• WRITTEN INSTRUCTION: Write out the lines below word for word, starting at the line that contains "point_to(query) identifies every instance of the white support" and ending at the line that contains "x=117, y=133", with both of those lines included.

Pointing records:

+===+

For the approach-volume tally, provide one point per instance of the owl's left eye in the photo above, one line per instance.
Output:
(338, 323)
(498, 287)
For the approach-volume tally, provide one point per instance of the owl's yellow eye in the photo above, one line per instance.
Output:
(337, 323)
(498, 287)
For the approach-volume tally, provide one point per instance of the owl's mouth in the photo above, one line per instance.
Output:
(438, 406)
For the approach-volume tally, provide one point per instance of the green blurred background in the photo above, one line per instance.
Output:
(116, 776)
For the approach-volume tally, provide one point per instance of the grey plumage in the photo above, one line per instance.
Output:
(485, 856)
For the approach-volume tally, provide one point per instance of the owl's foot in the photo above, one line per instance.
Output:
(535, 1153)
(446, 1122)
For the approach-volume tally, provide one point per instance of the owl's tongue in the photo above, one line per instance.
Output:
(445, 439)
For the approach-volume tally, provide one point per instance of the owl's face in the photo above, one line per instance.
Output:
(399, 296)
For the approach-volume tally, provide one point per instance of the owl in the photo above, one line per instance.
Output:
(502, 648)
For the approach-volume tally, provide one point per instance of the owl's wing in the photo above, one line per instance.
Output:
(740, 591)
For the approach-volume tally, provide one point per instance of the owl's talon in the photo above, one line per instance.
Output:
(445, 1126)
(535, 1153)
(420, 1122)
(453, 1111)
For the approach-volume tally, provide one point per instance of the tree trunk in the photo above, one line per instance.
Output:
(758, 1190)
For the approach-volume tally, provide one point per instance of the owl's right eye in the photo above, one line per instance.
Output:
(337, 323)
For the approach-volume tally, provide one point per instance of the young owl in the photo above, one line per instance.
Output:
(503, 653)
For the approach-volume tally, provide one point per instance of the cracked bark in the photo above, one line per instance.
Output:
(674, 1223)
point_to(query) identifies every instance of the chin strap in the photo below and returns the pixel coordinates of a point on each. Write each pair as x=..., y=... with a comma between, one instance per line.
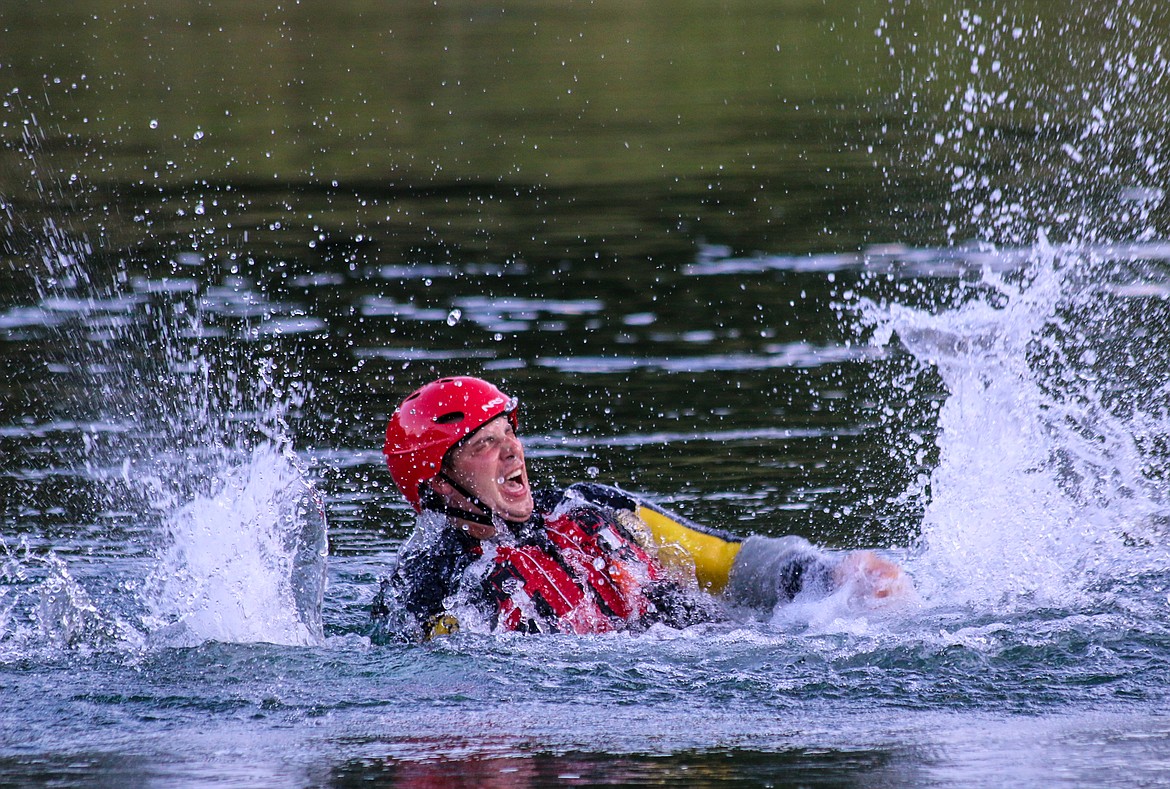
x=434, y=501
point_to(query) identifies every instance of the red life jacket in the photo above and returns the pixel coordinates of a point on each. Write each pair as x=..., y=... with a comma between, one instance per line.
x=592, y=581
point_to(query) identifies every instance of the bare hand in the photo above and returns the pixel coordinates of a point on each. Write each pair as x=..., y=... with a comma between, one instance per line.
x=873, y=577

+===+

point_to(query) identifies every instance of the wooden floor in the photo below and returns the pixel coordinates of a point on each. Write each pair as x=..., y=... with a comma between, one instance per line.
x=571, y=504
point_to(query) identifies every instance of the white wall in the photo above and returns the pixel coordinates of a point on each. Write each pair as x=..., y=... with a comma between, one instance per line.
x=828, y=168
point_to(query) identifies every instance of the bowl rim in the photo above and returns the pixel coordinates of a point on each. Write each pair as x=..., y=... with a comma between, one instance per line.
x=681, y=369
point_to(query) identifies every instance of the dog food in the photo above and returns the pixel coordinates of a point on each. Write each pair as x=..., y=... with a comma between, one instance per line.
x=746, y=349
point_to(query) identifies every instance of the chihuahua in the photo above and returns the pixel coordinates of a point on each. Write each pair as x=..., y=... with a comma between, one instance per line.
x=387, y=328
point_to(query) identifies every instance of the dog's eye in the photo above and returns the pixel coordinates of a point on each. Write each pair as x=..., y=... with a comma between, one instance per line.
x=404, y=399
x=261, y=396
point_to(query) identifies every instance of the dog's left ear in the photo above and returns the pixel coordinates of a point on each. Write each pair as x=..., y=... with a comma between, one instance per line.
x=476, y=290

+===+

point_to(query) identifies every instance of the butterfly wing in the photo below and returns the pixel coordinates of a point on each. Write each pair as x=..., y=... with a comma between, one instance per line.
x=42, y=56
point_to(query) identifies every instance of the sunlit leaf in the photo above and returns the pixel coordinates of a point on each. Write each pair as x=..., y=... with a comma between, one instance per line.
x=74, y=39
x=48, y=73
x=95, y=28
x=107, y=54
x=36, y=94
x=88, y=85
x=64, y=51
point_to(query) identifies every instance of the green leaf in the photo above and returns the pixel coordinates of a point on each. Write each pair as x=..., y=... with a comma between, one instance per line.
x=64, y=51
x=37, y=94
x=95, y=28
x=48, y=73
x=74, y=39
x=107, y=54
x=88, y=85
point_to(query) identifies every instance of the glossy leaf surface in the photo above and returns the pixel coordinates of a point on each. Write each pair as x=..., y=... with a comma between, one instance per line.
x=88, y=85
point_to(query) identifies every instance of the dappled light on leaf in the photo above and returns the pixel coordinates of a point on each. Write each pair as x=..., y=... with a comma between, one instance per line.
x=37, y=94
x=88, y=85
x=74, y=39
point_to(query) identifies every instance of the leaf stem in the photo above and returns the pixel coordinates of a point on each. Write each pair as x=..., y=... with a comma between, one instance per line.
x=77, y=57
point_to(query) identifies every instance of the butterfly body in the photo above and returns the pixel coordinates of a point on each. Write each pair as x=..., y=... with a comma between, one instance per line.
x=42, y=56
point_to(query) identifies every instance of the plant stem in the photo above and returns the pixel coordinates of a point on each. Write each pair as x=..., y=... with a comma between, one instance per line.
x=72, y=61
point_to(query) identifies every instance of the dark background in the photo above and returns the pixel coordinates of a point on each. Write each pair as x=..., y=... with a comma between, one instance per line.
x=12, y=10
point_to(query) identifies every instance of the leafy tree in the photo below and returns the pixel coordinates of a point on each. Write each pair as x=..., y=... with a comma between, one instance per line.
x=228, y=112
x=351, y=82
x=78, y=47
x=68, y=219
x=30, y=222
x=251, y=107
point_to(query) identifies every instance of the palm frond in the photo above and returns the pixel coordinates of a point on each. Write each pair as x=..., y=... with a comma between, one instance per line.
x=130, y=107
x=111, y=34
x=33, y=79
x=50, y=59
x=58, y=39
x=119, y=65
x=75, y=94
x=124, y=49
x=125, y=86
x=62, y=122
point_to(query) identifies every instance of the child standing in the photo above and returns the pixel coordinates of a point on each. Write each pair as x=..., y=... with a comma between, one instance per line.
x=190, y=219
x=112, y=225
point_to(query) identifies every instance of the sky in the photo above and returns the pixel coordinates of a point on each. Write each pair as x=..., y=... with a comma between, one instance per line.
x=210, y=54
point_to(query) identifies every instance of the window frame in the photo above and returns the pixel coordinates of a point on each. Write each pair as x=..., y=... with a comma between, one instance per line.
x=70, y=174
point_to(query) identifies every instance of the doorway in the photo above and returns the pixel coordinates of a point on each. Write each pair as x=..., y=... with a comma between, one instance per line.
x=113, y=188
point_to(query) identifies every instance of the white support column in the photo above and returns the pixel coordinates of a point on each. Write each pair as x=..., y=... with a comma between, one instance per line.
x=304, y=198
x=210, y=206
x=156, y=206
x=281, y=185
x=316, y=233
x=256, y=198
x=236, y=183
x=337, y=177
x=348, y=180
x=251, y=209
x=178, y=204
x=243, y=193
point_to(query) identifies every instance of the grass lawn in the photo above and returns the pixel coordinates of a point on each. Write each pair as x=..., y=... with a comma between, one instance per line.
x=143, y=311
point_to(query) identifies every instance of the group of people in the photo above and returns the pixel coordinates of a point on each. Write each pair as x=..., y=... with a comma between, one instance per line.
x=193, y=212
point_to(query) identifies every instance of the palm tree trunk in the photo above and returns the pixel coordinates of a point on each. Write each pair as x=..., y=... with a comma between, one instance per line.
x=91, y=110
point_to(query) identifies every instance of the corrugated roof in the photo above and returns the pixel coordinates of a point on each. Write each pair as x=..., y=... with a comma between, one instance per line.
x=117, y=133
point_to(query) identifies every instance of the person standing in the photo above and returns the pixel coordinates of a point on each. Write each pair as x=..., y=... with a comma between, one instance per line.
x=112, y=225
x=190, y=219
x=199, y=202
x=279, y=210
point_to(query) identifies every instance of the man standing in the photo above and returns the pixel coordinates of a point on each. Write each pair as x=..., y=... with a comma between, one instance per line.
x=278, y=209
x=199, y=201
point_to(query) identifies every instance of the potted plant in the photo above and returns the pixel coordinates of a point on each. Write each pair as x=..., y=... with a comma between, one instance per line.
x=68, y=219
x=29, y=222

+===+

• TASK RESULT:
point_to(query) identifies every instance of the white support column in the photo above and returns the pixel coordinates of a point on each. Write each pair as x=..., y=... with a comma between, one instance per line.
x=304, y=198
x=210, y=206
x=156, y=206
x=281, y=185
x=316, y=233
x=256, y=198
x=236, y=183
x=337, y=177
x=348, y=180
x=251, y=209
x=178, y=204
x=243, y=193
point_to(query) identifies every instance of the grass lawn in the photo above and returns the pixel coordinates of a point on each. Write each pair as x=..., y=... with a comma between, one instance per line.
x=143, y=311
point_to(query) identifies every instance of the group of people in the photo above and returns the pixel coordinates of a point on each. Write each pair as x=..., y=... with a comma between, one instance per line.
x=193, y=212
point_to(query) identifies every instance of the palm tree trunk in the photo above and returns the pixel coordinates of a point on each. Write each pair as x=..., y=... with a comma between, one instance per line.
x=91, y=110
point_to(query) identifies every instance of the corrugated roof in the photo above and returns the pixel coordinates of a point on each. Write each pair as x=..., y=... with a comma between, one instance per line.
x=117, y=133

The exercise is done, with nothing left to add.